■ Material:
—————
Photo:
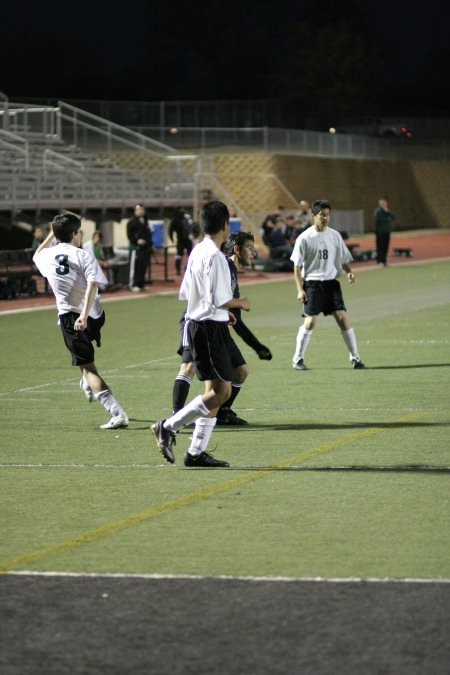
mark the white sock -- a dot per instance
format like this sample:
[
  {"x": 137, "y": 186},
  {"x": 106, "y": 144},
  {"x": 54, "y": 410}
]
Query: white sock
[
  {"x": 202, "y": 433},
  {"x": 190, "y": 412},
  {"x": 108, "y": 401},
  {"x": 350, "y": 342},
  {"x": 303, "y": 337},
  {"x": 86, "y": 385}
]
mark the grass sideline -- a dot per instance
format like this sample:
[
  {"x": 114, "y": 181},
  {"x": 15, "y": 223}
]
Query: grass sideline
[{"x": 341, "y": 473}]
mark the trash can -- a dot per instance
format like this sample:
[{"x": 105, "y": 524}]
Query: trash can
[
  {"x": 157, "y": 230},
  {"x": 235, "y": 225}
]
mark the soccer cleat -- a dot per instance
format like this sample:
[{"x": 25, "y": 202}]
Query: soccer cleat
[
  {"x": 226, "y": 416},
  {"x": 116, "y": 422},
  {"x": 165, "y": 439},
  {"x": 87, "y": 391},
  {"x": 203, "y": 459}
]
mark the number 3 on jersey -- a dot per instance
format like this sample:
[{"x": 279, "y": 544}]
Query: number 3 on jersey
[{"x": 63, "y": 266}]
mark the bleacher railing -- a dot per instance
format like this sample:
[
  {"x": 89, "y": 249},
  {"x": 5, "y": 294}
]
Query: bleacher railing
[
  {"x": 297, "y": 142},
  {"x": 94, "y": 133}
]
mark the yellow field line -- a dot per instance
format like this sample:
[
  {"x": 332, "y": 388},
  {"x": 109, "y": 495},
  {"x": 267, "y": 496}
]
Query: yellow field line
[{"x": 204, "y": 493}]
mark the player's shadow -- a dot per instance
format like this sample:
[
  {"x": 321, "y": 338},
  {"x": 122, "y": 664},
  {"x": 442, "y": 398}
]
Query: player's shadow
[{"x": 356, "y": 468}]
—————
■ Directions for this task: Transcribe all of the entries word for word, but skip any pictures they contain.

■ Correct answer:
Photo:
mark the white sock -- a dot per instance
format like this sample:
[
  {"x": 137, "y": 186},
  {"x": 106, "y": 144},
  {"x": 54, "y": 410}
]
Query: white sock
[
  {"x": 202, "y": 433},
  {"x": 190, "y": 412},
  {"x": 108, "y": 401},
  {"x": 350, "y": 342},
  {"x": 303, "y": 337},
  {"x": 86, "y": 385}
]
mark the grass sideline -- a dot per instance
format like this sample:
[
  {"x": 114, "y": 181},
  {"x": 15, "y": 223}
]
Query: grass sideline
[{"x": 341, "y": 473}]
mark the trash can -- a dot per instance
format like this sample:
[{"x": 105, "y": 524}]
Query: trash can
[
  {"x": 157, "y": 230},
  {"x": 235, "y": 225}
]
mark the soccer cleat -- a dot per instance
format like this sample:
[{"x": 25, "y": 202}]
Query: soccer cleat
[
  {"x": 226, "y": 416},
  {"x": 116, "y": 422},
  {"x": 165, "y": 439},
  {"x": 87, "y": 391},
  {"x": 203, "y": 459}
]
mark the number 3 on jersey -- a dot per instance
format like this sample:
[{"x": 279, "y": 544}]
Query: number 3 on jersey
[{"x": 63, "y": 266}]
mark the bleacher railing -- a dot per instance
format like this sample:
[
  {"x": 89, "y": 249},
  {"x": 5, "y": 294}
]
Query: bleacher railing
[
  {"x": 297, "y": 142},
  {"x": 94, "y": 133}
]
mark the yellow field line -- a dot per instance
format like this sample:
[
  {"x": 332, "y": 388},
  {"x": 109, "y": 495},
  {"x": 267, "y": 496}
]
Query: yellow field line
[{"x": 204, "y": 493}]
mark the player's shadow -- a dot per instance
format like this sample:
[
  {"x": 321, "y": 338},
  {"x": 122, "y": 664},
  {"x": 442, "y": 398}
]
Query: player's shadow
[{"x": 356, "y": 468}]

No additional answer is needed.